[WHAT YOU NEED TO DO]
Below are records; print only the lines from the line containing "Tag every instance of the stone step" to the end, both included, reproduced exactly and without the pictures.

------------------------------------

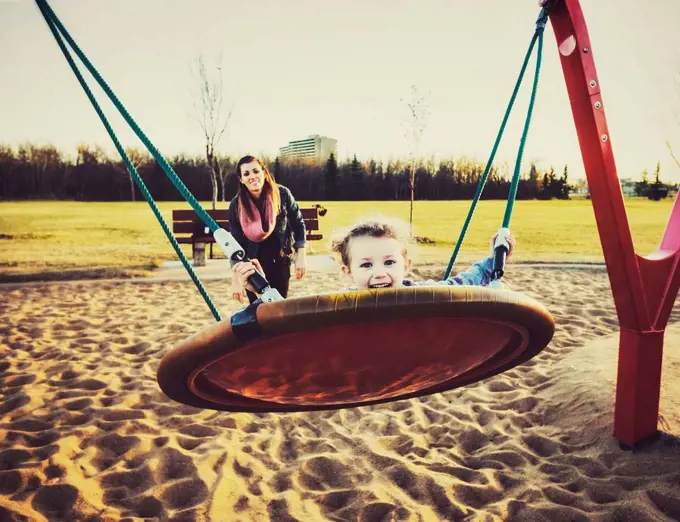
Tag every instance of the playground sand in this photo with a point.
(86, 434)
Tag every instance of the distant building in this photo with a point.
(628, 186)
(314, 147)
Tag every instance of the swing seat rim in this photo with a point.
(180, 372)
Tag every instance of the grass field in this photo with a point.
(69, 240)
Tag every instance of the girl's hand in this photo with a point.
(242, 272)
(301, 264)
(511, 243)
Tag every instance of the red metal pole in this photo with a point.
(644, 288)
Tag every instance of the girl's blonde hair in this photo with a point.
(377, 227)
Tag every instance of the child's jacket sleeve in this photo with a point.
(478, 274)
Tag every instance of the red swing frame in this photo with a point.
(644, 287)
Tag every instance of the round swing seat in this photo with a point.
(356, 348)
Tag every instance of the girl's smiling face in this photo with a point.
(376, 262)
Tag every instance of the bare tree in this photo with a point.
(417, 111)
(213, 119)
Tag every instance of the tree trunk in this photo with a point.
(132, 187)
(411, 183)
(210, 156)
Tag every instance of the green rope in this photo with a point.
(525, 132)
(538, 36)
(53, 23)
(209, 221)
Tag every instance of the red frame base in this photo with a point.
(644, 287)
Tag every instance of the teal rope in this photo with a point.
(138, 180)
(525, 132)
(538, 36)
(209, 221)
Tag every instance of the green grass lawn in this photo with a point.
(66, 240)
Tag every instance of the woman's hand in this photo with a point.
(241, 274)
(237, 291)
(301, 264)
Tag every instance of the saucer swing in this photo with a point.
(342, 349)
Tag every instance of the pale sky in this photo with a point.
(339, 69)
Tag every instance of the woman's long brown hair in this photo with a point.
(269, 190)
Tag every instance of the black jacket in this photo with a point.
(290, 226)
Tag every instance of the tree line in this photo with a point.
(43, 172)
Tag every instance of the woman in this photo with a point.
(266, 221)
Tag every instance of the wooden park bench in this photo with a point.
(190, 229)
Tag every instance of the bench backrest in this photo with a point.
(186, 221)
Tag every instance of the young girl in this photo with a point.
(374, 254)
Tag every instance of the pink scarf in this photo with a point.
(252, 228)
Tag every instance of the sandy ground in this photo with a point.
(86, 434)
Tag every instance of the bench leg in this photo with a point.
(199, 254)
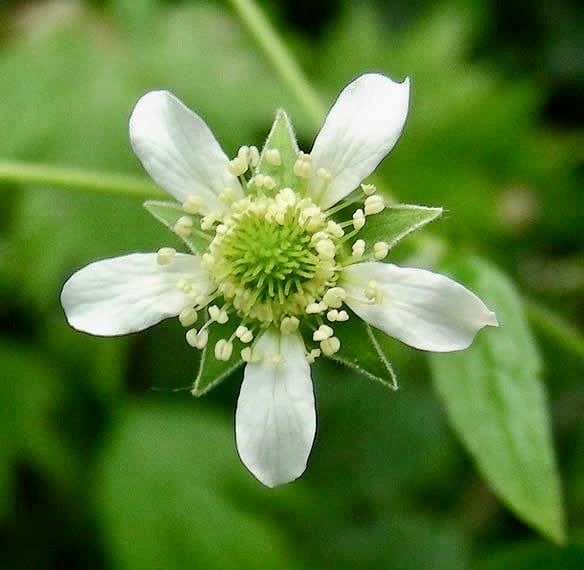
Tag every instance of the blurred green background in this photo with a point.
(103, 462)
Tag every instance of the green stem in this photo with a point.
(556, 328)
(281, 58)
(75, 179)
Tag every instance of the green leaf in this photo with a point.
(495, 400)
(361, 351)
(212, 371)
(169, 212)
(169, 493)
(395, 223)
(281, 137)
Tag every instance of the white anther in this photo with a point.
(197, 340)
(165, 255)
(249, 354)
(315, 308)
(323, 332)
(332, 315)
(269, 182)
(289, 325)
(217, 314)
(227, 195)
(192, 205)
(187, 317)
(330, 345)
(368, 189)
(223, 349)
(273, 157)
(374, 205)
(325, 249)
(334, 229)
(358, 249)
(342, 316)
(358, 219)
(313, 355)
(254, 156)
(380, 250)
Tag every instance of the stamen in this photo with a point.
(187, 317)
(380, 250)
(358, 249)
(165, 255)
(192, 205)
(358, 219)
(223, 349)
(330, 345)
(368, 189)
(374, 205)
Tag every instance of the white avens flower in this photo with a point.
(277, 265)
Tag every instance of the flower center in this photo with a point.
(272, 257)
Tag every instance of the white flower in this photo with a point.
(276, 261)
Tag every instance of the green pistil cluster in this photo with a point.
(272, 257)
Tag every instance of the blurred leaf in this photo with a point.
(535, 556)
(283, 139)
(168, 213)
(167, 496)
(213, 371)
(394, 223)
(360, 351)
(495, 399)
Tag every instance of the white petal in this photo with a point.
(275, 421)
(360, 129)
(129, 293)
(423, 309)
(179, 151)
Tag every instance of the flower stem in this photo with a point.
(281, 58)
(75, 179)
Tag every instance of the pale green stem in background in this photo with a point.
(555, 327)
(281, 58)
(76, 179)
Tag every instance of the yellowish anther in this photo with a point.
(323, 332)
(313, 355)
(289, 325)
(223, 350)
(192, 205)
(218, 315)
(273, 157)
(165, 255)
(197, 339)
(315, 308)
(187, 317)
(254, 156)
(334, 297)
(342, 316)
(326, 249)
(334, 229)
(358, 219)
(374, 204)
(358, 249)
(380, 250)
(330, 345)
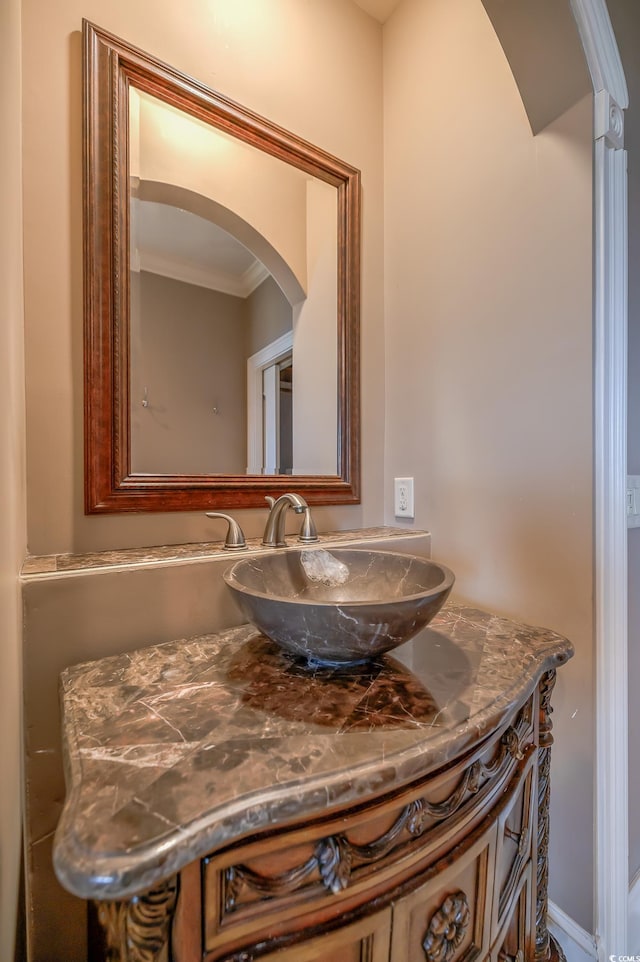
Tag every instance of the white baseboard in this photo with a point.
(577, 944)
(633, 931)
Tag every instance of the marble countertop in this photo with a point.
(177, 749)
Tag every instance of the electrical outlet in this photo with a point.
(633, 501)
(403, 497)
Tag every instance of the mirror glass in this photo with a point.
(222, 292)
(233, 303)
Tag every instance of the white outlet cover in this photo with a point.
(403, 506)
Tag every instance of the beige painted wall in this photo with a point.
(271, 57)
(270, 195)
(12, 500)
(268, 315)
(189, 352)
(488, 346)
(626, 24)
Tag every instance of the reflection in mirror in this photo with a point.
(207, 316)
(222, 290)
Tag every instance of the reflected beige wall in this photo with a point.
(489, 359)
(12, 494)
(267, 193)
(626, 24)
(268, 315)
(250, 51)
(188, 363)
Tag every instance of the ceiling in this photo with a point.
(378, 9)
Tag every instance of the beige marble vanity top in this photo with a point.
(174, 750)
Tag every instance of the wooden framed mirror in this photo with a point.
(221, 298)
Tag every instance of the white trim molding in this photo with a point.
(633, 933)
(577, 944)
(610, 466)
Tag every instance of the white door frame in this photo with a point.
(610, 471)
(256, 364)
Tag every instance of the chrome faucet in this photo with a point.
(274, 528)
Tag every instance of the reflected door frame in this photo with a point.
(256, 365)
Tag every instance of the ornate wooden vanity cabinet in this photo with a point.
(433, 847)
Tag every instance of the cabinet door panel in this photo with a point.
(449, 915)
(516, 942)
(363, 941)
(516, 837)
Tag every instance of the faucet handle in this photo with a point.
(308, 531)
(235, 538)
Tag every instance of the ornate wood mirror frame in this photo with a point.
(110, 67)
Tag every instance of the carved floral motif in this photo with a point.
(335, 857)
(447, 928)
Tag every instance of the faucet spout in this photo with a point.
(274, 528)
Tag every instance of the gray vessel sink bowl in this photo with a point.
(340, 606)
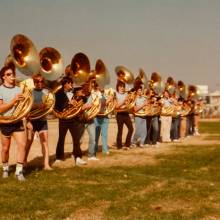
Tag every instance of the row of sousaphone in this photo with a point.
(48, 62)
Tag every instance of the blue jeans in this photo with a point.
(140, 130)
(175, 128)
(152, 130)
(101, 126)
(90, 127)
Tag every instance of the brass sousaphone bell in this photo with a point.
(51, 68)
(102, 78)
(25, 57)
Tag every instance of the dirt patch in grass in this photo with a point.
(90, 213)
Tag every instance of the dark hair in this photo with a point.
(4, 69)
(66, 79)
(121, 84)
(37, 75)
(137, 87)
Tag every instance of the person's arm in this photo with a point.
(6, 106)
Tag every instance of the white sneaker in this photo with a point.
(5, 174)
(80, 161)
(20, 177)
(93, 158)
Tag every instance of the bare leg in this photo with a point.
(21, 139)
(43, 135)
(6, 141)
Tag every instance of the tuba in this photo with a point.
(125, 76)
(23, 55)
(78, 70)
(170, 85)
(181, 89)
(51, 68)
(141, 79)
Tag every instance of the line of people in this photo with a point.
(148, 129)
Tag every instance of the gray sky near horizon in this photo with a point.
(178, 38)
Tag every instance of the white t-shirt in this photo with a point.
(7, 94)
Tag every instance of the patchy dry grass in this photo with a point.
(181, 183)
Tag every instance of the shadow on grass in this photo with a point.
(183, 185)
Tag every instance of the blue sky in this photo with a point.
(178, 38)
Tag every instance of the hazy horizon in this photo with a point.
(173, 37)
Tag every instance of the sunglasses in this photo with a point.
(9, 74)
(38, 81)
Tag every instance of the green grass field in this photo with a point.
(184, 184)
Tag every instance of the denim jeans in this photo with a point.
(152, 130)
(175, 125)
(101, 127)
(165, 128)
(124, 118)
(140, 130)
(90, 127)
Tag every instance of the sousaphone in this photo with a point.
(51, 68)
(124, 75)
(102, 78)
(25, 57)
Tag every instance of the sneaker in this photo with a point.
(80, 161)
(133, 145)
(93, 158)
(5, 174)
(125, 148)
(20, 177)
(106, 153)
(176, 140)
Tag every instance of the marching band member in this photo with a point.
(175, 124)
(153, 128)
(140, 121)
(101, 124)
(39, 125)
(76, 128)
(198, 111)
(183, 118)
(122, 116)
(165, 120)
(88, 90)
(10, 94)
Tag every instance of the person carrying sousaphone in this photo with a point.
(39, 125)
(122, 116)
(102, 121)
(10, 95)
(140, 119)
(64, 98)
(91, 91)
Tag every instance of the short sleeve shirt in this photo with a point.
(6, 95)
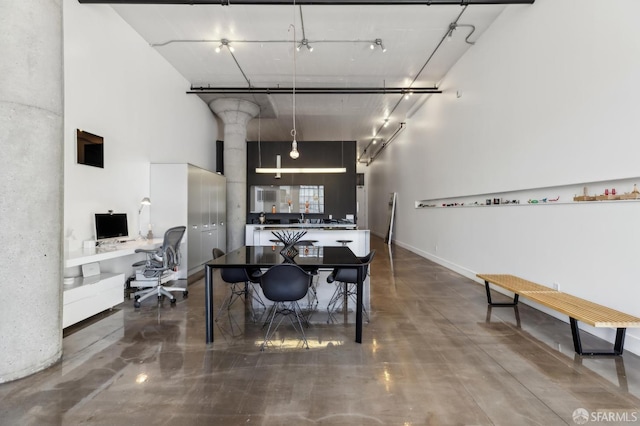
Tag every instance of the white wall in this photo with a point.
(548, 99)
(120, 88)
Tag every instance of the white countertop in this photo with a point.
(112, 251)
(319, 226)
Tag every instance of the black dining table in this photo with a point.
(322, 257)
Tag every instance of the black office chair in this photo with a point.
(285, 285)
(347, 279)
(239, 280)
(158, 268)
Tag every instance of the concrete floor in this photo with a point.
(433, 354)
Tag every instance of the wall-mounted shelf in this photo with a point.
(543, 196)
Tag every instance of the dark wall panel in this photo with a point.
(340, 189)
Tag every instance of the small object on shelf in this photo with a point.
(631, 196)
(607, 197)
(584, 198)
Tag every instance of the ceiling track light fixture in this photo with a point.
(377, 42)
(224, 43)
(304, 43)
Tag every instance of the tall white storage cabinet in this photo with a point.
(183, 194)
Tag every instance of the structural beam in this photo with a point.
(318, 2)
(314, 90)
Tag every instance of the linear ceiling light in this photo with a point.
(301, 170)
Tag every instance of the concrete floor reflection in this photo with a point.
(433, 354)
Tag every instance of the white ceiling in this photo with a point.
(263, 41)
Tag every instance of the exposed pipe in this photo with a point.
(444, 37)
(313, 90)
(318, 2)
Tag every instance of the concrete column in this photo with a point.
(235, 113)
(31, 182)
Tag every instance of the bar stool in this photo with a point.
(347, 279)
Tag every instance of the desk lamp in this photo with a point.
(145, 202)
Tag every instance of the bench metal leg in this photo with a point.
(577, 344)
(515, 297)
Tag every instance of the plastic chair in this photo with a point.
(158, 268)
(285, 285)
(238, 280)
(347, 279)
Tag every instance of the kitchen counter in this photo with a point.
(326, 234)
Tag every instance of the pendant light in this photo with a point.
(294, 154)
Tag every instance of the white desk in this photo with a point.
(88, 296)
(98, 254)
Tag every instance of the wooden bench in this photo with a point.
(575, 308)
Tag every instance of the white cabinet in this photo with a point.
(91, 295)
(183, 194)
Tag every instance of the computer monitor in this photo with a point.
(111, 226)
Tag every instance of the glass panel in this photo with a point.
(287, 199)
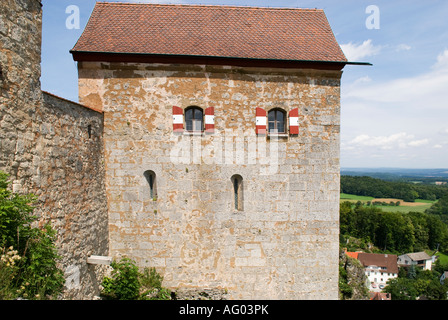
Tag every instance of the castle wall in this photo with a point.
(283, 244)
(53, 148)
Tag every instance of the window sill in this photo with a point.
(278, 135)
(193, 133)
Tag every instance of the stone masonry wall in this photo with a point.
(53, 148)
(284, 243)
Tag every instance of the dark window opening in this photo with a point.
(151, 179)
(276, 121)
(237, 188)
(194, 119)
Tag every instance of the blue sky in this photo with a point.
(394, 113)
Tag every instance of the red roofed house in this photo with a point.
(221, 130)
(379, 269)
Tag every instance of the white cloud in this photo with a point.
(400, 140)
(426, 91)
(403, 47)
(383, 142)
(418, 143)
(442, 61)
(356, 52)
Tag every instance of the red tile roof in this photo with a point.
(210, 31)
(388, 261)
(352, 254)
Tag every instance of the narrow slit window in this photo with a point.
(151, 179)
(237, 190)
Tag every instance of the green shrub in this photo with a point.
(123, 284)
(28, 267)
(127, 283)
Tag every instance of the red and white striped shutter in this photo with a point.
(178, 119)
(294, 121)
(210, 120)
(260, 121)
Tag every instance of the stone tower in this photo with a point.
(52, 148)
(221, 133)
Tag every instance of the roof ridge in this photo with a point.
(206, 5)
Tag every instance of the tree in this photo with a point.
(34, 274)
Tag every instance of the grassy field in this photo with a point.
(417, 206)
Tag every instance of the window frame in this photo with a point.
(194, 109)
(276, 121)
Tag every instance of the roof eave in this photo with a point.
(197, 59)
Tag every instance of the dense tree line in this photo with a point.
(377, 188)
(393, 232)
(413, 283)
(440, 209)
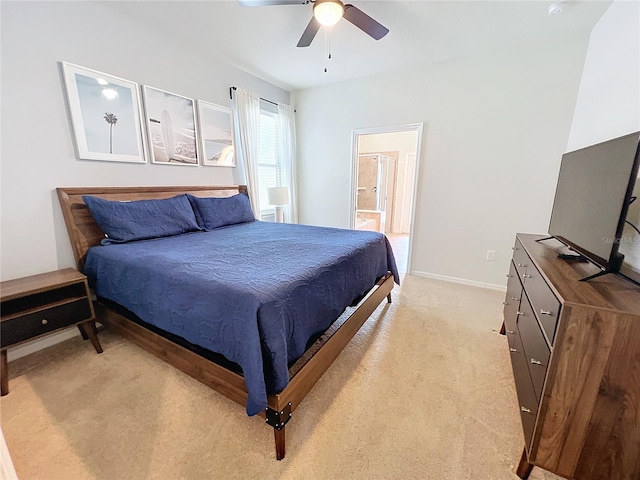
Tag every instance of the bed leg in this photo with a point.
(280, 443)
(90, 331)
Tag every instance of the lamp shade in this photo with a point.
(328, 12)
(278, 195)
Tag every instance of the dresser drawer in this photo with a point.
(535, 346)
(527, 402)
(545, 304)
(520, 258)
(31, 325)
(512, 299)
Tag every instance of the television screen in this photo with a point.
(593, 194)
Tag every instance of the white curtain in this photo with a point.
(246, 108)
(287, 137)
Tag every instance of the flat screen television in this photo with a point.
(594, 191)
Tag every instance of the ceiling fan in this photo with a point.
(327, 13)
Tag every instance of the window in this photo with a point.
(269, 167)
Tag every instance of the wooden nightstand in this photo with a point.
(34, 306)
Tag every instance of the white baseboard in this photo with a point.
(7, 472)
(463, 281)
(32, 347)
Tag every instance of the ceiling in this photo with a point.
(262, 40)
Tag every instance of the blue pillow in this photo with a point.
(142, 219)
(219, 212)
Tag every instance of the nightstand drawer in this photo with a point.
(32, 325)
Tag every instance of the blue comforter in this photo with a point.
(254, 292)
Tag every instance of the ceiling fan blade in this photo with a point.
(263, 3)
(309, 33)
(364, 22)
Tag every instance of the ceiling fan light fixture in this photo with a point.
(328, 12)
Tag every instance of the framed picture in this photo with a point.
(216, 135)
(105, 114)
(171, 125)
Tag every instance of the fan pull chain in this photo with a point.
(327, 46)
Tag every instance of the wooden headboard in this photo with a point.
(83, 230)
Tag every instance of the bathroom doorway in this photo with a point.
(385, 169)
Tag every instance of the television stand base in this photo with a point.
(605, 272)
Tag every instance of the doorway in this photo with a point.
(384, 173)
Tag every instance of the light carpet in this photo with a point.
(423, 391)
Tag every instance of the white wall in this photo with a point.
(37, 149)
(608, 104)
(37, 153)
(495, 130)
(404, 143)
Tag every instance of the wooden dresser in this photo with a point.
(575, 353)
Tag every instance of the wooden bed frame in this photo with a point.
(85, 233)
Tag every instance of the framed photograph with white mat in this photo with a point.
(216, 135)
(105, 114)
(171, 125)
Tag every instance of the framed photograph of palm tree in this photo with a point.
(171, 125)
(216, 135)
(106, 115)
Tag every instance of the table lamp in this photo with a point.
(278, 196)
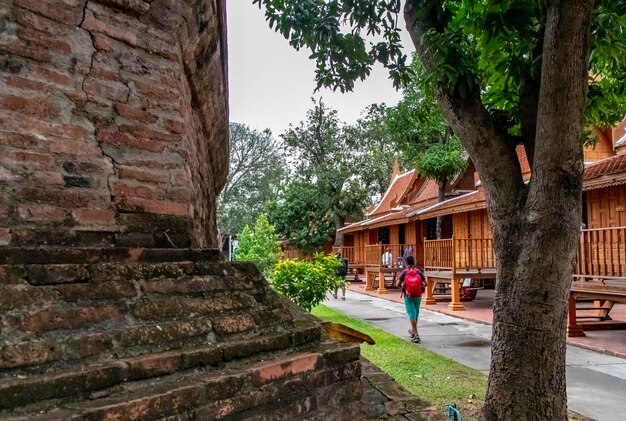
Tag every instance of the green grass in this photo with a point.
(430, 376)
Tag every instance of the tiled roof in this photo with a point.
(398, 188)
(607, 172)
(428, 191)
(470, 201)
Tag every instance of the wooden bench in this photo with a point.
(604, 292)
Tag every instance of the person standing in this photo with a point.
(412, 282)
(342, 272)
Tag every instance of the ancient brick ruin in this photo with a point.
(113, 305)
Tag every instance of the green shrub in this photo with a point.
(259, 246)
(305, 283)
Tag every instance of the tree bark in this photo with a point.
(535, 226)
(442, 197)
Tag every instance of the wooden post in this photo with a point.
(430, 289)
(381, 283)
(369, 281)
(455, 290)
(573, 329)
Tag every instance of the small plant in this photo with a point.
(306, 283)
(259, 246)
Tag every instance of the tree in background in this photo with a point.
(256, 169)
(259, 245)
(332, 180)
(419, 129)
(306, 283)
(505, 73)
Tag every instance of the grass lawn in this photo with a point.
(432, 377)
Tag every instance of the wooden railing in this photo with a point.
(459, 253)
(387, 255)
(602, 253)
(474, 253)
(355, 255)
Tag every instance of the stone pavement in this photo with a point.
(595, 381)
(385, 399)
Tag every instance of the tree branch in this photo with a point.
(494, 158)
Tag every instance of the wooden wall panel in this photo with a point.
(394, 235)
(606, 207)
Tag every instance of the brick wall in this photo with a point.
(113, 122)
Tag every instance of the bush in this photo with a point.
(259, 246)
(306, 283)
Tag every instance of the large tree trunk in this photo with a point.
(339, 235)
(442, 197)
(535, 226)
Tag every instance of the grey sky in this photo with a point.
(271, 84)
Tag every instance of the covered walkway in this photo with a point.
(595, 381)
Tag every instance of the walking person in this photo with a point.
(342, 271)
(413, 284)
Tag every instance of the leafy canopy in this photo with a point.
(337, 170)
(256, 168)
(259, 245)
(306, 283)
(346, 37)
(442, 162)
(493, 47)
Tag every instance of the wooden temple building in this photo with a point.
(404, 223)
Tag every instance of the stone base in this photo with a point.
(192, 338)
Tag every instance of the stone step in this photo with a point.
(294, 382)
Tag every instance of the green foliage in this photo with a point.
(306, 283)
(430, 376)
(256, 168)
(494, 47)
(338, 169)
(259, 246)
(443, 161)
(341, 56)
(302, 215)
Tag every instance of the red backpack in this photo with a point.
(413, 283)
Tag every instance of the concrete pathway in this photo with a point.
(595, 382)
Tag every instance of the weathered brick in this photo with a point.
(40, 212)
(45, 40)
(155, 309)
(139, 174)
(112, 290)
(66, 318)
(233, 324)
(175, 126)
(283, 368)
(49, 274)
(156, 90)
(134, 113)
(147, 133)
(107, 89)
(72, 147)
(53, 76)
(91, 216)
(146, 366)
(193, 286)
(52, 9)
(31, 106)
(21, 140)
(123, 189)
(124, 140)
(161, 207)
(28, 84)
(15, 393)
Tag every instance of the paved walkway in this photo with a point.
(595, 382)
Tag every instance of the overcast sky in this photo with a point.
(271, 84)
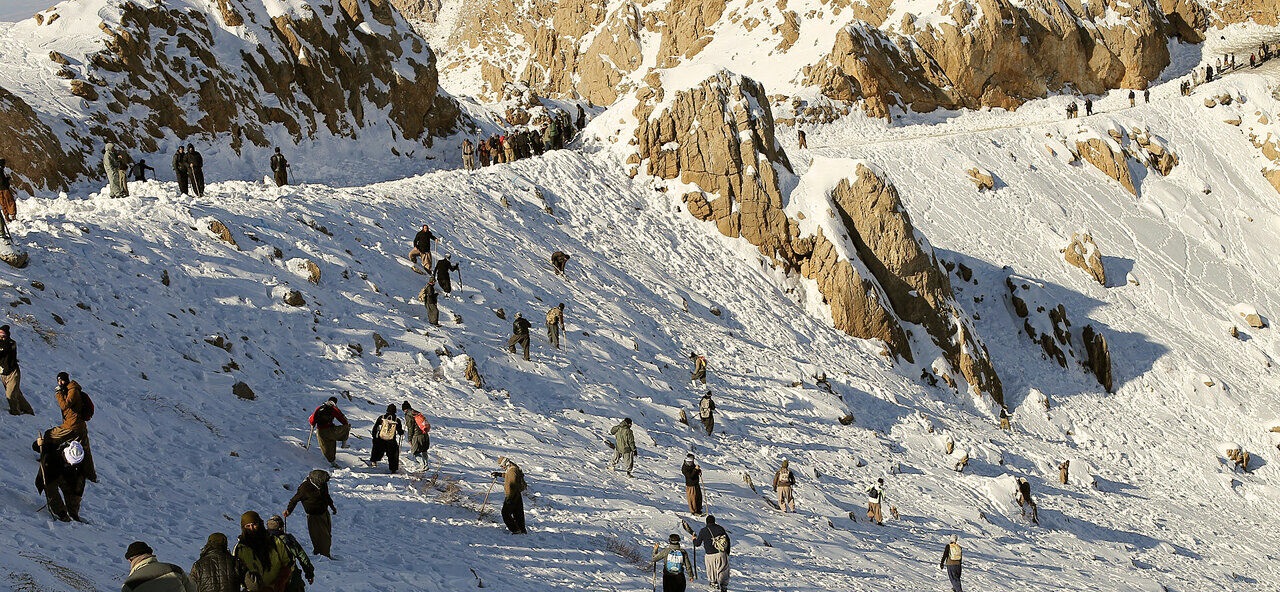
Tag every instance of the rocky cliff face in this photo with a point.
(245, 72)
(853, 238)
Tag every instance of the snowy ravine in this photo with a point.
(1151, 505)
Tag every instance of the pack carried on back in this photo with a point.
(388, 429)
(675, 563)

------------------------------------

[ANSWER TO THIS TASK]
Tag every instance of the stone step in this photo with a point.
(294, 382)
Tag every instance of the green foliage in this photo with a point.
(306, 283)
(430, 376)
(256, 168)
(494, 47)
(338, 169)
(259, 246)
(443, 161)
(341, 56)
(302, 215)
Tag every instance of the red backpack in this photo with a point.
(413, 283)
Tag every instance of the concrete pathway in this photo with a point.
(595, 382)
Tag every instance of the weathered brick in this photo with a point.
(40, 212)
(45, 40)
(155, 309)
(139, 174)
(112, 290)
(66, 318)
(233, 324)
(175, 126)
(283, 368)
(49, 274)
(156, 90)
(134, 113)
(147, 133)
(107, 89)
(72, 147)
(53, 76)
(91, 216)
(146, 366)
(193, 286)
(52, 9)
(31, 106)
(21, 140)
(123, 189)
(124, 140)
(161, 207)
(28, 84)
(15, 393)
Tag every instance of the paved walkway in this photo with a point.
(595, 382)
Tag every instance of the overcast sky in this photo with a point.
(271, 84)
Tag every instance of the rocky cliff face in this photo with a point.
(245, 72)
(853, 238)
Tag every instance of the snowy ravine in this photo with a point.
(1151, 505)
Tag every instance of the pack carried on back in this photo with a point.
(388, 429)
(675, 563)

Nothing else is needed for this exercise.